● Selection
########################################

Pyongyang was believed to be behind the Jong-nam killing, despite its public denial. Many analysts said that the Jong-un regime might have seen Jong-nam as a threat.
The CCD gained notoriety by finding Kim Han-sol a few days before his dad’s murder, said Sung-Yoon Lee, a professor at the Fletcher School of Law and Diplomacy, Tufts University.
The CCD sometimes posts its activity on the video sharing platform YouTube, but it never interacts with the press, making it less-known to the public.
According to reports, in an effort to raise funds to support its efforts to oust Kim Jong-un, the CCD will sell 200,000 blockchain-based “post-liberation” visas to visit “Free Joseon.” Free Joseon is the name the group plans to give North Korea once it’s liberated from Kim Jong-un. The visa issuance took place on March 24 and will expire in March 2029.
CCD’s US Ties
One of the group’s members is Adrian Hong Chang, a U.S.-based human rights activist who established a refugee aid center called Liberty in North Korea (LiNK).
Chang is believed to be the leader of the raid in the embassy. Spanish court documents showed that Adrian Hong Chang was thought to have bought some items from a store in Madrid prior to the intrusion.
Hong Chang has a Mexican passport since his parents are Mexican missionaries. He was arrested in China in 2006 for helping North Korean defectors.
Spanish newspaper El Pais reported that two CCD members are affiliated with the CIA, but the CIA declined to comment on the allegation.
But Hannah Song, LiNK CEO, said she had no idea about Hong Chang’s activities and knew nothing about the embassy’s raid.
“We have no knowledge of his recent activities, and we have no information on the Madrid Embassy incident other than what has been published by the media,” Song told ABC News.

########################################

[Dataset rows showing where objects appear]
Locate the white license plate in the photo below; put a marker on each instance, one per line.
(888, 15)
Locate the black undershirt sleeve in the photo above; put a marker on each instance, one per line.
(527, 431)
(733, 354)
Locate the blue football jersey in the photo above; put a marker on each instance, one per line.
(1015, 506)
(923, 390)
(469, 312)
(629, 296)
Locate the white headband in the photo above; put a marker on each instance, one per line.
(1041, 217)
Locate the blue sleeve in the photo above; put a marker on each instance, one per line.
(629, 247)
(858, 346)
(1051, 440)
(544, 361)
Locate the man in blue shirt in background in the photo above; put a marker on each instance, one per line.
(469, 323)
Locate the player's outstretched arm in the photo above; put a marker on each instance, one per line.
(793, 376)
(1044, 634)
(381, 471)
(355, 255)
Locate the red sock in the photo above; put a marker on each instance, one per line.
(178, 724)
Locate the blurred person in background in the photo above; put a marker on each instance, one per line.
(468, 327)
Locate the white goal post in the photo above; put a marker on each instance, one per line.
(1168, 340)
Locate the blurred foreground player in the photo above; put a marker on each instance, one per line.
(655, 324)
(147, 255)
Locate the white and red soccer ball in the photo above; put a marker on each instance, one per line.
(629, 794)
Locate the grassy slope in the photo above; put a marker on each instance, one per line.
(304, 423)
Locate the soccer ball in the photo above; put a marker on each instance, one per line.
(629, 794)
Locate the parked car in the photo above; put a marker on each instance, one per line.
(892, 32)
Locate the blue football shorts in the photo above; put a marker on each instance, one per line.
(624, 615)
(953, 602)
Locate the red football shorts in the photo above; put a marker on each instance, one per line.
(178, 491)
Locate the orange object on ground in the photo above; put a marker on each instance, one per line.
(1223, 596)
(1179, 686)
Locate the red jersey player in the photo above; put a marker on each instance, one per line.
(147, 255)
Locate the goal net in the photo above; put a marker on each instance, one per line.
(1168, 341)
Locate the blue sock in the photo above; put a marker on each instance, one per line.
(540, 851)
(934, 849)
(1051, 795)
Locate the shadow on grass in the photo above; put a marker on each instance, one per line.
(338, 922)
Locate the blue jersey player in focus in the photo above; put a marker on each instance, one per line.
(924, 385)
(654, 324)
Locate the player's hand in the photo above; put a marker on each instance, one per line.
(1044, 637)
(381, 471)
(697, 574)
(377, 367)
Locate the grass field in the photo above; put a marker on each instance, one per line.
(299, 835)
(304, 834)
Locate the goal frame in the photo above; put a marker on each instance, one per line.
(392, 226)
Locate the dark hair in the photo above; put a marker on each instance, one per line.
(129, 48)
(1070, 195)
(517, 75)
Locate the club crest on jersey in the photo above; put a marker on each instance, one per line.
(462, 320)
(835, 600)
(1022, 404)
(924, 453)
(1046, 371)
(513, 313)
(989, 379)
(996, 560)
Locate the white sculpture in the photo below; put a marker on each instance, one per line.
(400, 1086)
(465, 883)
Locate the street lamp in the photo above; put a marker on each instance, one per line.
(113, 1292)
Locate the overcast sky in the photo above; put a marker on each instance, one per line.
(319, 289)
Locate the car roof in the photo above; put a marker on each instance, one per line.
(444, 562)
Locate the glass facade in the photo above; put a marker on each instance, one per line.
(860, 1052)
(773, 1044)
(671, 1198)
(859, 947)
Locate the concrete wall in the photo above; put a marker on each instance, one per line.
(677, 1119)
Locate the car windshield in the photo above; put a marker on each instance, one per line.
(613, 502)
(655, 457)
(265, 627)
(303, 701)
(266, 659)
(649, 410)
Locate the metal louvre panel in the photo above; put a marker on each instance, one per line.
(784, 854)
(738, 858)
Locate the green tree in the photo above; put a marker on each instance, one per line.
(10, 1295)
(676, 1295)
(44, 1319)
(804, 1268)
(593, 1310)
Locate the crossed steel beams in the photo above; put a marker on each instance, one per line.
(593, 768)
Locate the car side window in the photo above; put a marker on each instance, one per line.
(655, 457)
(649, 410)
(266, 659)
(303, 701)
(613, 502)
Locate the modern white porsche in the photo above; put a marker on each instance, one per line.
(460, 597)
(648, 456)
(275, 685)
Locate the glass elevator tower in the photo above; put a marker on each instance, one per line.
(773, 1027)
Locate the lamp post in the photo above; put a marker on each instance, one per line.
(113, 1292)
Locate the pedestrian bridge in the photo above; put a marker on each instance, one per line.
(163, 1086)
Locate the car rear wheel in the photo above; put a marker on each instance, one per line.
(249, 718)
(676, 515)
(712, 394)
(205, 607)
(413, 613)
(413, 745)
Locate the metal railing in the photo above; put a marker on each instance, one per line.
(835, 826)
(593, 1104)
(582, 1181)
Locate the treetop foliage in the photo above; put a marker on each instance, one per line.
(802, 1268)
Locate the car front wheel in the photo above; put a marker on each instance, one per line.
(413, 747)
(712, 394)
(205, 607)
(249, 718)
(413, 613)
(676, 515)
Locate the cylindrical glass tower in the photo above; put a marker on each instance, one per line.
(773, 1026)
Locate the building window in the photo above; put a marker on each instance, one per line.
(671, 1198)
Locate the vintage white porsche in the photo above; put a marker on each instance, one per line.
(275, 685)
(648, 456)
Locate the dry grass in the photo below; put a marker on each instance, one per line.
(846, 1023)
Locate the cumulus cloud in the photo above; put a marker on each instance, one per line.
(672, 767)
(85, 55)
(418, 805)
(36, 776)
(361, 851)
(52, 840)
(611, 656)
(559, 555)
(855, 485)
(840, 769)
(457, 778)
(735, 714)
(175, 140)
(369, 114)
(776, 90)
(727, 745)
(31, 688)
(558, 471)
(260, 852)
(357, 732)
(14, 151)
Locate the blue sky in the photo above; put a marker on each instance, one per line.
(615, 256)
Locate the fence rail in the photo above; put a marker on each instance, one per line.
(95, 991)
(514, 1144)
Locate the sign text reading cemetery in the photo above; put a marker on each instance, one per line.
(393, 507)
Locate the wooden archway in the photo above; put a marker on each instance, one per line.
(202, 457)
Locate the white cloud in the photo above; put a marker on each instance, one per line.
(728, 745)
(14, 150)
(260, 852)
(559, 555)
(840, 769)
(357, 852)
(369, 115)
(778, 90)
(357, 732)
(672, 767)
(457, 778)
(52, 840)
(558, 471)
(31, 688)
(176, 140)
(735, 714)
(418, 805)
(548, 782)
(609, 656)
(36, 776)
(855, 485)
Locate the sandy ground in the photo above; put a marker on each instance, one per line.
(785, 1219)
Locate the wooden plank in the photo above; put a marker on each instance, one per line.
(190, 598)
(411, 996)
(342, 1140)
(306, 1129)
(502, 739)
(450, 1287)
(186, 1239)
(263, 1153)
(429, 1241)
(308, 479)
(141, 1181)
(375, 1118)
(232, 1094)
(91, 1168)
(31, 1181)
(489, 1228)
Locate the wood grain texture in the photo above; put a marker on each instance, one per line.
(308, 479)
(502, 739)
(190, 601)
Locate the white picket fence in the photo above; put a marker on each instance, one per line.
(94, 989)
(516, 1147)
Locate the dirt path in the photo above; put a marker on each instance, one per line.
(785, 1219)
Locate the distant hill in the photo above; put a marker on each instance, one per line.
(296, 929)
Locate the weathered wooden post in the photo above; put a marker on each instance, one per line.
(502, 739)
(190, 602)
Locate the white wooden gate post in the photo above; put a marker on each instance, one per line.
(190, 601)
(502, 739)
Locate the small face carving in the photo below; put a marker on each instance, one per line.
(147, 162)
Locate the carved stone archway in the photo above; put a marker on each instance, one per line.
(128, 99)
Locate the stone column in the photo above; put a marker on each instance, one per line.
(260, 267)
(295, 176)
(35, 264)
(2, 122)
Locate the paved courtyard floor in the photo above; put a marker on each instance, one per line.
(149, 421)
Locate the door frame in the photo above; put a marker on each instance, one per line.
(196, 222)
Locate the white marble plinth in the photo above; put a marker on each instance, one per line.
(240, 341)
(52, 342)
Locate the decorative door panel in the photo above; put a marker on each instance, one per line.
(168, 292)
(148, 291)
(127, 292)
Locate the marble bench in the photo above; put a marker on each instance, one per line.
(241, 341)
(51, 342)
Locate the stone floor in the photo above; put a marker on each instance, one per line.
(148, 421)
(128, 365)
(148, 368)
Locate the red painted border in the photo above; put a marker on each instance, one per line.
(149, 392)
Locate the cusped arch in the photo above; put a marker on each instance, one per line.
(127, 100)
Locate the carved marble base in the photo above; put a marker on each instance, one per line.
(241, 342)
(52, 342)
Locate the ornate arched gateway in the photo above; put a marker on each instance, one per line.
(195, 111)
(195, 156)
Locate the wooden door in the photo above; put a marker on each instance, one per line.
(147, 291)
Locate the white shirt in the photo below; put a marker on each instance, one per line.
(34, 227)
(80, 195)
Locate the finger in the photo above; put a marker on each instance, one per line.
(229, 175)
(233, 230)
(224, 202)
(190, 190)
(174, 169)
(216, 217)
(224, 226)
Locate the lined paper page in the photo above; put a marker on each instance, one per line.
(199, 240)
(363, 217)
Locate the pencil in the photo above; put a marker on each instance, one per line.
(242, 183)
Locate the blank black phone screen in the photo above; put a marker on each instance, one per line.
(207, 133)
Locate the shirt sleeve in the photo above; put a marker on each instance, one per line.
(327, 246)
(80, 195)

########################################

● Given request A
In the article on the CCD, when will the "post-liberation" visas expire?
● Given request B
Please rewrite everything in the article on the CCD from "CCD’s US Ties" down to "on the allegation.", putting "shop" in place of "store".
● Given request C
Extend the article on the CCD from its last sentence.
The data above are separate material and are not part of the article on the CCD.

● Response A
March 2029.

● Response B
CCD’s US Ties
One of the group’s members is Adrian Hong Chang, a U.S.-based human rights activist who established a refugee aid center called Liberty in North Korea (LiNK).
Chang is believed to be the leader of the raid in the embassy. Spanish court documents showed that Adrian Hong Chang was thought to have bought some items from a shop in Madrid prior to the intrusion.
Hong Chang has a Mexican passport since his parents are Mexican missionaries. He was arrested in China in 2006 for helping North Korean defectors.
Spanish newspaper El Pais reported that two CCD members are affiliated with the CIA, but the CIA declined to comment on the allegation.

● Response C
Hong Chang has not been reached for comment. Lee Wolosky, an American lawyer for the CCD, regretted the misinformation regarding the comment of a Spanish judge, adding the decision to name those who opposed the Jong-un regime could be very risky to the CCD.
Dissident Groups Still Cannot Do Anything to Topple the Ruling Dynasty
The CCD represents the first time a North Korean dissident group has managed to establish a public presence, as the country is highly secretive and has almost full control over its citizens’ activities.
Another prominent defector is Oh Chong Song, who escaped to South Korea in November 2017. He was shot five times but still survived.
Song came from a high-class family but he admitted having no loyalty to the Kim regime. The former police officer added that famine is still a major problem.
Defectors like Song and the prominence of the CCD may inspire other rebel groups to stand up against the regime, but regime change is still unlikely, as North Korean defector Ken Eom said.
“In North Korea, there are some resistance movements but they cannot change the regime, I think, because there is too much surveillance by groups such as police, the national security agency and even the party members’ reporting body, which makes it almost impossible to organise a movement,” said Eom, who once served in the North Korean military and defected to South Korea in 2010.